Data to examine
──────────

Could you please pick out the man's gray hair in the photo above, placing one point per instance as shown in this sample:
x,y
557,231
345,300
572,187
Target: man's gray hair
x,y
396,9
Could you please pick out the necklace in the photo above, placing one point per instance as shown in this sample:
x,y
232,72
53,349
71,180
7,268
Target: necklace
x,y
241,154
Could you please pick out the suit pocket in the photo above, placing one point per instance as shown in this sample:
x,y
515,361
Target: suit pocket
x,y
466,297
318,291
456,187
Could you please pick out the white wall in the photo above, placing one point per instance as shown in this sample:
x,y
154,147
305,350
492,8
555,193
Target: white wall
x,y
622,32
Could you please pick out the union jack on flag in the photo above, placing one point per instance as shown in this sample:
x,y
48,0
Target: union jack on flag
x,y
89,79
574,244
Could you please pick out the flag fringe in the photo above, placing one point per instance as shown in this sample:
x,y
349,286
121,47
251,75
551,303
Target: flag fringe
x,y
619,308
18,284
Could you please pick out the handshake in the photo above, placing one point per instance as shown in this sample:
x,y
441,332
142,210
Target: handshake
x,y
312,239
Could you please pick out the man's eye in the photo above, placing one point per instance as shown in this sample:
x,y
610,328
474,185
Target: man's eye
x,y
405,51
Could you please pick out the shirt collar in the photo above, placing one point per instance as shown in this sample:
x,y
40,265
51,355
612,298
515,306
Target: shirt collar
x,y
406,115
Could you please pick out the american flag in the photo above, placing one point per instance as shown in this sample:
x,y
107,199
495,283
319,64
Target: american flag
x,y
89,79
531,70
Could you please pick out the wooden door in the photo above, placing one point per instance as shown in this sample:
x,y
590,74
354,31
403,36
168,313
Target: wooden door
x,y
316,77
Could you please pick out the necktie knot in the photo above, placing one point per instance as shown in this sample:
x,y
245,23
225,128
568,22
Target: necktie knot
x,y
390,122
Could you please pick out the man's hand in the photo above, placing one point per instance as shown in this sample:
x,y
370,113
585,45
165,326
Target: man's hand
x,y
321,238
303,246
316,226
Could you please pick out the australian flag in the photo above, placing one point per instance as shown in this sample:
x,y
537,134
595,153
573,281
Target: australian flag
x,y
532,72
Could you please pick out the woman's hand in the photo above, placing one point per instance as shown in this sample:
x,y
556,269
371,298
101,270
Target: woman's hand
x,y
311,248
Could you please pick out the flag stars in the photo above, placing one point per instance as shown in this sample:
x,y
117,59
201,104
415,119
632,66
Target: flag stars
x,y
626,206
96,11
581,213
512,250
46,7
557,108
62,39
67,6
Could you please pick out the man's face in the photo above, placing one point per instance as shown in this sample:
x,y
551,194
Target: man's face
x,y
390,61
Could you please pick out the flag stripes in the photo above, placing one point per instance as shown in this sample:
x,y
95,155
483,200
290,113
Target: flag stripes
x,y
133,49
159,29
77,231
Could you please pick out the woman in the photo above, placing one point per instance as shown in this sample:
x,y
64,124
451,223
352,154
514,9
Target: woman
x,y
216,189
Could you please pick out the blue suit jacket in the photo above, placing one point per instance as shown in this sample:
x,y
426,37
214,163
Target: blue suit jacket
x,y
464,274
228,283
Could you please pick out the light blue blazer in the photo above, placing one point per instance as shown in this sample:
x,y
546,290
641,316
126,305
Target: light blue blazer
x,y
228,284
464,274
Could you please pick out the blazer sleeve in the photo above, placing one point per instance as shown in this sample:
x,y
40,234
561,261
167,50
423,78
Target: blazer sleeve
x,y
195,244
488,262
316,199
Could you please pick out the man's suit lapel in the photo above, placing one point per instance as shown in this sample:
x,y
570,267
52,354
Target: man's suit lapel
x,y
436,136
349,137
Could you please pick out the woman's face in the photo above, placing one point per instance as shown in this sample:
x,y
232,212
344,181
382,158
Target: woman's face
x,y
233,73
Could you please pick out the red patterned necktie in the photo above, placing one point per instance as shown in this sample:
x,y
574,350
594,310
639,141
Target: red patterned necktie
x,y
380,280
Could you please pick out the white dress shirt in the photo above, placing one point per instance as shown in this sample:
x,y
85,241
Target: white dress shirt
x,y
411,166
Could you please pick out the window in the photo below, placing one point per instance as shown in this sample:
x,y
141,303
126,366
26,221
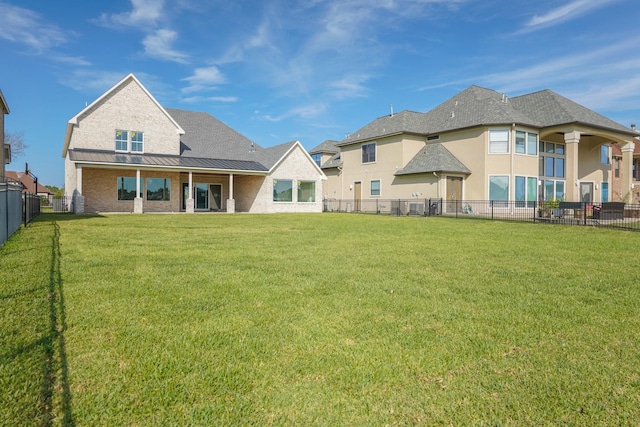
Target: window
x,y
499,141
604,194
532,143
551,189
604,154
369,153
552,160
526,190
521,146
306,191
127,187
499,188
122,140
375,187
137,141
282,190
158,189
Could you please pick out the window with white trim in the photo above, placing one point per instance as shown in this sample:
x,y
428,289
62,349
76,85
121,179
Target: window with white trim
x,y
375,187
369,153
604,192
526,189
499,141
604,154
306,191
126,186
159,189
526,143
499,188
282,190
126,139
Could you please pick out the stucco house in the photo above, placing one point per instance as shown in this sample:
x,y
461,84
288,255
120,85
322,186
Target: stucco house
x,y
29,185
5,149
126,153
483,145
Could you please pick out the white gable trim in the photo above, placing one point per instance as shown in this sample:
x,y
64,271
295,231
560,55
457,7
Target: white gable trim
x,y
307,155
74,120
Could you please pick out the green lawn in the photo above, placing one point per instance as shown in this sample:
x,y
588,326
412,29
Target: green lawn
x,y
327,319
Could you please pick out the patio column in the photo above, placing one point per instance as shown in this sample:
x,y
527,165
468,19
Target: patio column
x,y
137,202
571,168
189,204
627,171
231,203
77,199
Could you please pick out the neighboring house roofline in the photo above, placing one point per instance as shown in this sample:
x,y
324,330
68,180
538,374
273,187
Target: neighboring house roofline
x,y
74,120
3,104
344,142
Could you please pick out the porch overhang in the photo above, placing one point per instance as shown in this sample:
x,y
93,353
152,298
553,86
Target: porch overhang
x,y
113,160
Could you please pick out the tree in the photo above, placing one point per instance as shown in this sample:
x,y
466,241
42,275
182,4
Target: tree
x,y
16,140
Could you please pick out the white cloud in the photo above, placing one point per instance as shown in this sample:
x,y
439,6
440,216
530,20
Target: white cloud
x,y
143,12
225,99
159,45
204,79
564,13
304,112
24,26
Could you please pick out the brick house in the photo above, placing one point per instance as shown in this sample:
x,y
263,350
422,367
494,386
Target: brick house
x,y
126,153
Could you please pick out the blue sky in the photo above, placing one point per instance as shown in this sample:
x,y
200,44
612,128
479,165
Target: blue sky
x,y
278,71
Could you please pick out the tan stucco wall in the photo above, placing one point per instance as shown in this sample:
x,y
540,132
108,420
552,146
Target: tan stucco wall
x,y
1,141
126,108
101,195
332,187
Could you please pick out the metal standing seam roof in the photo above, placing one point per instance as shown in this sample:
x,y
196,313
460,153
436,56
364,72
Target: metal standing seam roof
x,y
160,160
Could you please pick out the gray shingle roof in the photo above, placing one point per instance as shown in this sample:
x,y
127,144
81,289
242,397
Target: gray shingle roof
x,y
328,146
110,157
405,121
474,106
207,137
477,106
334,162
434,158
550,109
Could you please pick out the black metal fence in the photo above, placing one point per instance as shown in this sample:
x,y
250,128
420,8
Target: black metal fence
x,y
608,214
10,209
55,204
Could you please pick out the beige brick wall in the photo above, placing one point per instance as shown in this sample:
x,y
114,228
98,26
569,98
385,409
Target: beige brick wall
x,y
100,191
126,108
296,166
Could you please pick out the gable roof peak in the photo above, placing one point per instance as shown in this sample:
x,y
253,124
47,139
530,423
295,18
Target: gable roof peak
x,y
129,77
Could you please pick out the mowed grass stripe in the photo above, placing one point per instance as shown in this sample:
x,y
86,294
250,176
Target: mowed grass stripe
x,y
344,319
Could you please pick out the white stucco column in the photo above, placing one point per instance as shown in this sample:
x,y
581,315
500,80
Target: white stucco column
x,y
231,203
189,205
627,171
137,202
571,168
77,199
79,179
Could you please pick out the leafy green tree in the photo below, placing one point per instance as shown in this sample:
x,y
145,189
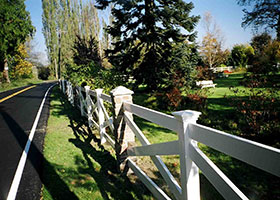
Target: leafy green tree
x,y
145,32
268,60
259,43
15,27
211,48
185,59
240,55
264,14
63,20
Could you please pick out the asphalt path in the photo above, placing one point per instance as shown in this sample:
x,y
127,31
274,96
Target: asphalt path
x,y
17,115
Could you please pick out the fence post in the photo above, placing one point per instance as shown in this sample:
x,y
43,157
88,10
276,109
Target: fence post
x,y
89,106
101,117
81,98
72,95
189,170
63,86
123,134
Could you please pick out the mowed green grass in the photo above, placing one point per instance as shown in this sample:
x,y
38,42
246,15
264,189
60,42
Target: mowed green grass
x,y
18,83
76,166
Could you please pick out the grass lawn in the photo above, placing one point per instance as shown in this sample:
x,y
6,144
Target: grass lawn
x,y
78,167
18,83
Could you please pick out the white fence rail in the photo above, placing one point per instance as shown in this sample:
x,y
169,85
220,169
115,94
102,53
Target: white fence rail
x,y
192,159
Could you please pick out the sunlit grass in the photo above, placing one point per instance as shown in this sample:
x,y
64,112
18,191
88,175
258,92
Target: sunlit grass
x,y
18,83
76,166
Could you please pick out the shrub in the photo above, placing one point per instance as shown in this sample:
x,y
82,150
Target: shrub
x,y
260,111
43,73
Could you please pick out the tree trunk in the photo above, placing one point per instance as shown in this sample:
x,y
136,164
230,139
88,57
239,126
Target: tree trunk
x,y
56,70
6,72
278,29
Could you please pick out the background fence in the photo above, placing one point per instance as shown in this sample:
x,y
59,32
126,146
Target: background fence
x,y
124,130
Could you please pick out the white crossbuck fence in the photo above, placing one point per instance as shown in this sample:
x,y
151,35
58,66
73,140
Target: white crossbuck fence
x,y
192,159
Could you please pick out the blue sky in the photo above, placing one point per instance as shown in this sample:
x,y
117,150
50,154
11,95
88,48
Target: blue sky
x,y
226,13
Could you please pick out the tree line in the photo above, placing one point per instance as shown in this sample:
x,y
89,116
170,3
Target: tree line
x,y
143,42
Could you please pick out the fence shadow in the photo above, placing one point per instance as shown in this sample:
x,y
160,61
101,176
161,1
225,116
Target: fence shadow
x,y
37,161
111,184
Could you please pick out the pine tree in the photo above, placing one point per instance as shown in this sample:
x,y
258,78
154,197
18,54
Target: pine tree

──────────

Work item
The answer is each line from the entries above in which the word "pine" occurs.

Written solution
Could you please pick out the pine tree in the photo above, placing one point per instance as shown in this sample:
Target: pine tree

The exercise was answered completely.